═══ Data supplied ═══
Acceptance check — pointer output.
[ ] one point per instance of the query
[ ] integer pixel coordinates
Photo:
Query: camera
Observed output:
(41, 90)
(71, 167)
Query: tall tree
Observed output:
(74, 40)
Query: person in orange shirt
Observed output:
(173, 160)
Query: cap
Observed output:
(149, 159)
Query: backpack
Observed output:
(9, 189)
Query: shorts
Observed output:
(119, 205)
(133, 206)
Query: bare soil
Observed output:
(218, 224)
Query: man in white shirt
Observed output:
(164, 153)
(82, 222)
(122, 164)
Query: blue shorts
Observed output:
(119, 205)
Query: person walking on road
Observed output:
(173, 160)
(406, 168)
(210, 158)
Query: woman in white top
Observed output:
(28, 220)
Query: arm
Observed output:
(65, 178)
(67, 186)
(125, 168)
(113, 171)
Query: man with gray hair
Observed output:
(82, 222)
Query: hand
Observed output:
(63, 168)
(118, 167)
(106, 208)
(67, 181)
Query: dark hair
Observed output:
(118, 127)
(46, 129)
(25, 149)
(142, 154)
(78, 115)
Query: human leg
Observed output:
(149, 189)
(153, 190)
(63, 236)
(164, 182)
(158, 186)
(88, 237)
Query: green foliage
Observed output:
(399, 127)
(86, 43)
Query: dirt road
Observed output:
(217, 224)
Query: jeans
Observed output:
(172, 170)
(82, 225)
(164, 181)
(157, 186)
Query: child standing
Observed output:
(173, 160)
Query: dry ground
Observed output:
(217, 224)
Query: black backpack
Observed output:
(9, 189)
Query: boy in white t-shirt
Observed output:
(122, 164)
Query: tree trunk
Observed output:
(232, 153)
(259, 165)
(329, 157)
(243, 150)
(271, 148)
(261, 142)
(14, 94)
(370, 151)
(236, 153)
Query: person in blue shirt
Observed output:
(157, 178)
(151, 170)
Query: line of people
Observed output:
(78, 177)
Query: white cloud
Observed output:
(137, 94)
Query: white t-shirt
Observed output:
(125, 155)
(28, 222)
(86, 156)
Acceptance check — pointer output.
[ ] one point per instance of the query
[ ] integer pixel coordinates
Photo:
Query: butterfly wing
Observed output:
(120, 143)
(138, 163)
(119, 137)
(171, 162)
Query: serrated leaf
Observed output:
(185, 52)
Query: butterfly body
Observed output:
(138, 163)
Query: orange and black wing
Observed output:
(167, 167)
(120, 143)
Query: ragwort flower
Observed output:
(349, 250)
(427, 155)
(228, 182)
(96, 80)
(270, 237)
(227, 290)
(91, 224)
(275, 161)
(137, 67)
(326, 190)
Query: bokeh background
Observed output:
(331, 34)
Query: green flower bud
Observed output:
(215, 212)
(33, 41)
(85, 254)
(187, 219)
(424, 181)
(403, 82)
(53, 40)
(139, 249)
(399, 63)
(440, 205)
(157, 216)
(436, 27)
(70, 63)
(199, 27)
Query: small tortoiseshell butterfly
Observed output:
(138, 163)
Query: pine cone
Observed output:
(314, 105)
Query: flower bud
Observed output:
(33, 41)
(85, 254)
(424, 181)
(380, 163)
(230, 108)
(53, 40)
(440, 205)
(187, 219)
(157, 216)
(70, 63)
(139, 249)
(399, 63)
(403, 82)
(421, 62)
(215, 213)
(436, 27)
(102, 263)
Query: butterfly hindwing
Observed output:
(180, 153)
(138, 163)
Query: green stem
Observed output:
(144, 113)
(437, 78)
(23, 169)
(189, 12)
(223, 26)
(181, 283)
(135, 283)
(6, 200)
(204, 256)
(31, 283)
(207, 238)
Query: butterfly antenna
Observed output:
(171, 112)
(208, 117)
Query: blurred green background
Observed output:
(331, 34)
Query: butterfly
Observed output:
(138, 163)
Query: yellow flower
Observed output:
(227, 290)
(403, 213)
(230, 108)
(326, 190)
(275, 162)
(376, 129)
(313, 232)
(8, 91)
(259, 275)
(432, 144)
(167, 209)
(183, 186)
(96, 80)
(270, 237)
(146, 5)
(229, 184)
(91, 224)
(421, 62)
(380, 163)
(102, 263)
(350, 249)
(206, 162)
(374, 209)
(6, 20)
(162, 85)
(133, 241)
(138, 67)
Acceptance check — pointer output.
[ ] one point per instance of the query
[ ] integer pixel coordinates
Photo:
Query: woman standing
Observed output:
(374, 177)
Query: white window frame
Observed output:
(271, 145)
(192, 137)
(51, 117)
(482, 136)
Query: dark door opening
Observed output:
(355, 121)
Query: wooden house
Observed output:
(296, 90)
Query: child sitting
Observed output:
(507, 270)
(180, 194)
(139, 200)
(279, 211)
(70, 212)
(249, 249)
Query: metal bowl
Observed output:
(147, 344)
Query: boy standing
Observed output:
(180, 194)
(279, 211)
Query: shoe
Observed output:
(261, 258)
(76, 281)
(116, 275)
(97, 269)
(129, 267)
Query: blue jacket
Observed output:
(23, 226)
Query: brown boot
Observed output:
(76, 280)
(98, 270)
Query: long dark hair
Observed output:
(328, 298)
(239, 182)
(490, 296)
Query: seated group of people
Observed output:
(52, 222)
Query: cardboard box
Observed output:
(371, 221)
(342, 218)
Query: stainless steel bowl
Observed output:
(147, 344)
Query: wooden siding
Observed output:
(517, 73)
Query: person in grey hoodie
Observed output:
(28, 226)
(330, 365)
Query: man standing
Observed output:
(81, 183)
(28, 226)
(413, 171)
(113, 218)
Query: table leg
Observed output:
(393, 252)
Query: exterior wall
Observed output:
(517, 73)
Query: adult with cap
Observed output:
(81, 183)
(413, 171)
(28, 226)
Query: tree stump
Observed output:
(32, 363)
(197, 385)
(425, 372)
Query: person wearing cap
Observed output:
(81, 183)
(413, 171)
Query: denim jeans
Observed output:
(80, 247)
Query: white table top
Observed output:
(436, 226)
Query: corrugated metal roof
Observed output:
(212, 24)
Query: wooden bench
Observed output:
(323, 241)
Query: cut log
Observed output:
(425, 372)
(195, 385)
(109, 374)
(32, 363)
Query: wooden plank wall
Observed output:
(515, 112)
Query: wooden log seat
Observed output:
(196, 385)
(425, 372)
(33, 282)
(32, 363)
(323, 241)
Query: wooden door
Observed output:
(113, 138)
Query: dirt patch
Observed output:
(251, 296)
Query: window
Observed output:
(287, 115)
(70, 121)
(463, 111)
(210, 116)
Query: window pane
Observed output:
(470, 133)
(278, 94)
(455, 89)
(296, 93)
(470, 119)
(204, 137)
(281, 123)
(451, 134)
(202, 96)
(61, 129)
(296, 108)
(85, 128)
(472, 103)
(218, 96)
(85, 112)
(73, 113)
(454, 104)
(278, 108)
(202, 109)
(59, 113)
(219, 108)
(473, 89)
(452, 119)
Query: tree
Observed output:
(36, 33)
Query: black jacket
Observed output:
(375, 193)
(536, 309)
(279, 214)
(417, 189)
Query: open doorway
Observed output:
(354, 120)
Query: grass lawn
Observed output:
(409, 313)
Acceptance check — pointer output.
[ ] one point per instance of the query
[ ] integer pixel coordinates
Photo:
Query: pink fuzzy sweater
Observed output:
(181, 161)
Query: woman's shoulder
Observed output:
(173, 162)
═══
▶ **Short exercise**
Your task is to quote all of the data word for word.

▶ **Solved problem**
Acceptance check — pointer output.
[ ] one point per instance of the query
[ ] integer pixel coordinates
Photo:
Query: camera
Observed output:
(41, 90)
(71, 167)
Query: tall tree
Observed output:
(74, 40)
Query: person in orange shirt
Observed output:
(173, 160)
Query: cap
Observed output:
(149, 159)
Query: backpack
Observed output:
(9, 189)
Query: shorts
Observed output:
(119, 205)
(133, 206)
Query: bare soil
Observed output:
(218, 224)
Query: man in white shirt
Observed output:
(164, 153)
(82, 222)
(122, 164)
Query: blue shorts
Observed output:
(119, 205)
Query: person walking on road
Observed output:
(173, 160)
(406, 168)
(210, 158)
Query: woman in white top
Observed output:
(28, 220)
Query: arm
Observed output:
(65, 178)
(67, 186)
(125, 168)
(113, 171)
Query: man with gray hair
Observed output:
(82, 222)
Query: hand
Observed output:
(63, 168)
(118, 167)
(106, 208)
(67, 181)
Query: dark hair
Observed output:
(118, 127)
(46, 129)
(25, 149)
(142, 154)
(78, 115)
Query: human leg
Observed output:
(149, 189)
(153, 190)
(63, 236)
(164, 182)
(158, 186)
(88, 237)
Query: green foliage
Observed output:
(399, 127)
(86, 43)
Query: dirt road
Observed output:
(217, 224)
Query: jeans
Observed output:
(172, 170)
(82, 225)
(164, 181)
(157, 186)
Query: child standing
Observed output:
(173, 160)
Query: dry ground
Observed output:
(217, 224)
Query: black backpack
Observed output:
(9, 189)
Query: boy in white t-shirt
Observed output:
(122, 164)
Query: tree trunk
Observed output:
(232, 153)
(259, 165)
(329, 157)
(243, 150)
(271, 148)
(261, 142)
(14, 94)
(370, 151)
(236, 153)
Query: person in blue shirt
Observed output:
(157, 178)
(151, 170)
Query: line of people
Observed output:
(78, 177)
Query: white cloud
Observed output:
(137, 94)
Query: white t-shirt
Observed output:
(125, 155)
(28, 222)
(86, 156)
Acceptance check — pointer output.
[ ] one point per instance of the query
[ ] integer pixel coordinates
Photo:
Query: butterfly wing
Observed output:
(120, 143)
(138, 163)
(119, 137)
(171, 162)
Query: serrated leaf
Observed output:
(185, 52)
Query: butterfly body
Observed output:
(138, 163)
Query: orange and black wing
Observed output:
(167, 167)
(120, 143)
Query: ragwort flower
Observed output:
(349, 250)
(427, 155)
(228, 182)
(96, 80)
(270, 237)
(227, 290)
(91, 224)
(275, 161)
(137, 67)
(326, 190)
Query: bokeh background
Observed output:
(331, 34)
Query: green flower bud
Observed output:
(215, 212)
(33, 41)
(85, 254)
(187, 219)
(424, 181)
(403, 82)
(53, 40)
(139, 249)
(399, 63)
(440, 205)
(157, 216)
(436, 27)
(70, 63)
(199, 27)
Query: small tortoiseshell butterfly
Observed output:
(138, 163)
Query: pine cone
Observed output:
(314, 105)
Query: flower bud
Observed output:
(33, 41)
(85, 254)
(424, 181)
(380, 163)
(230, 108)
(53, 40)
(440, 205)
(187, 219)
(157, 216)
(70, 63)
(139, 249)
(399, 63)
(403, 82)
(421, 62)
(215, 213)
(436, 27)
(102, 263)
Query: butterfly hindwing
Observed output:
(180, 153)
(138, 163)
Query: green stem
Observed output:
(144, 113)
(437, 78)
(23, 169)
(189, 12)
(223, 26)
(181, 283)
(135, 283)
(6, 200)
(204, 256)
(31, 283)
(207, 238)
Query: butterfly antenna
Observed output:
(171, 112)
(208, 117)
Query: blurred green background
Observed output:
(331, 34)
Query: butterfly
Observed output:
(138, 163)
Query: yellow flower
Observed output:
(227, 290)
(403, 213)
(230, 108)
(326, 190)
(275, 162)
(376, 129)
(313, 232)
(8, 91)
(259, 275)
(432, 144)
(167, 209)
(183, 186)
(96, 80)
(270, 237)
(146, 5)
(229, 184)
(91, 224)
(421, 62)
(380, 163)
(102, 263)
(350, 249)
(206, 162)
(374, 209)
(6, 20)
(162, 85)
(133, 241)
(138, 67)
Acceptance check — pointer output.
[ ] one point per instance of the query
[ ] integer pixel coordinates
Photo:
Query: woman standing
Observed output:
(374, 177)
Query: white window frame
Observed output:
(271, 145)
(192, 137)
(51, 117)
(482, 136)
Query: dark door opening
Observed output:
(355, 121)
Query: wooden house
Observed output:
(296, 90)
Query: child sitting
Observed output:
(507, 270)
(180, 194)
(139, 200)
(279, 211)
(70, 212)
(249, 249)
Query: metal bowl
Observed output:
(147, 344)
Query: boy standing
Observed output:
(180, 194)
(279, 211)
Query: shoe
Observed output:
(261, 258)
(76, 281)
(116, 275)
(97, 269)
(129, 267)
Query: blue jacket
Observed output:
(23, 226)
Query: brown boot
Observed output:
(76, 280)
(98, 270)
Query: long dark hair
Observed output:
(328, 298)
(239, 182)
(490, 296)
Query: seated group of people
Observed output:
(52, 222)
Query: cardboard box
Observed output:
(371, 221)
(342, 218)
Query: stainless steel bowl
Observed output:
(147, 344)
Query: wooden siding
Observed output:
(517, 73)
Query: person in grey hoodie
Observed output:
(28, 226)
(330, 365)
Query: man standing
Observed output:
(81, 183)
(28, 226)
(413, 171)
(113, 218)
Query: table leg
Observed output:
(393, 252)
Query: exterior wall
Observed output:
(517, 73)
Query: adult with cap
Observed output:
(81, 183)
(413, 171)
(28, 226)
Query: tree stump
Observed output:
(32, 363)
(197, 385)
(425, 372)
Query: person wearing cap
Observed output:
(81, 183)
(413, 171)
Query: denim jeans
Observed output:
(80, 247)
Query: white table top
Observed output:
(436, 226)
Query: corrugated metal roof
Observed output:
(212, 24)
Query: wooden bench
Observed output:
(323, 241)
Query: cut log
Observed output:
(425, 372)
(195, 385)
(109, 374)
(32, 363)
Query: wooden plank wall
Observed output:
(515, 112)
Query: wooden log seat
Observed output:
(196, 385)
(425, 372)
(33, 282)
(32, 363)
(323, 241)
Query: wooden door
Observed output:
(113, 138)
Query: dirt patch
Observed output:
(251, 296)
Query: window
Observed output:
(287, 115)
(70, 121)
(463, 111)
(210, 116)
Query: window pane
Observed output:
(470, 133)
(278, 94)
(455, 89)
(296, 93)
(470, 119)
(204, 137)
(281, 123)
(451, 134)
(202, 96)
(61, 129)
(296, 108)
(85, 128)
(472, 103)
(218, 96)
(85, 112)
(73, 113)
(454, 104)
(278, 108)
(202, 109)
(59, 113)
(219, 108)
(473, 89)
(452, 119)
Query: tree
Observed output:
(36, 33)
Query: black jacket
Observed output:
(375, 193)
(536, 309)
(279, 214)
(417, 189)
Query: open doorway
Observed output:
(354, 120)
Query: grass lawn
Observed output:
(409, 313)
Acceptance check — pointer output.
[ ] one point per instance of the query
[ ] integer pixel coordinates
Photo:
Query: pink fuzzy sweater
Observed output:
(181, 161)
Query: woman's shoulder
Observed output:
(173, 162)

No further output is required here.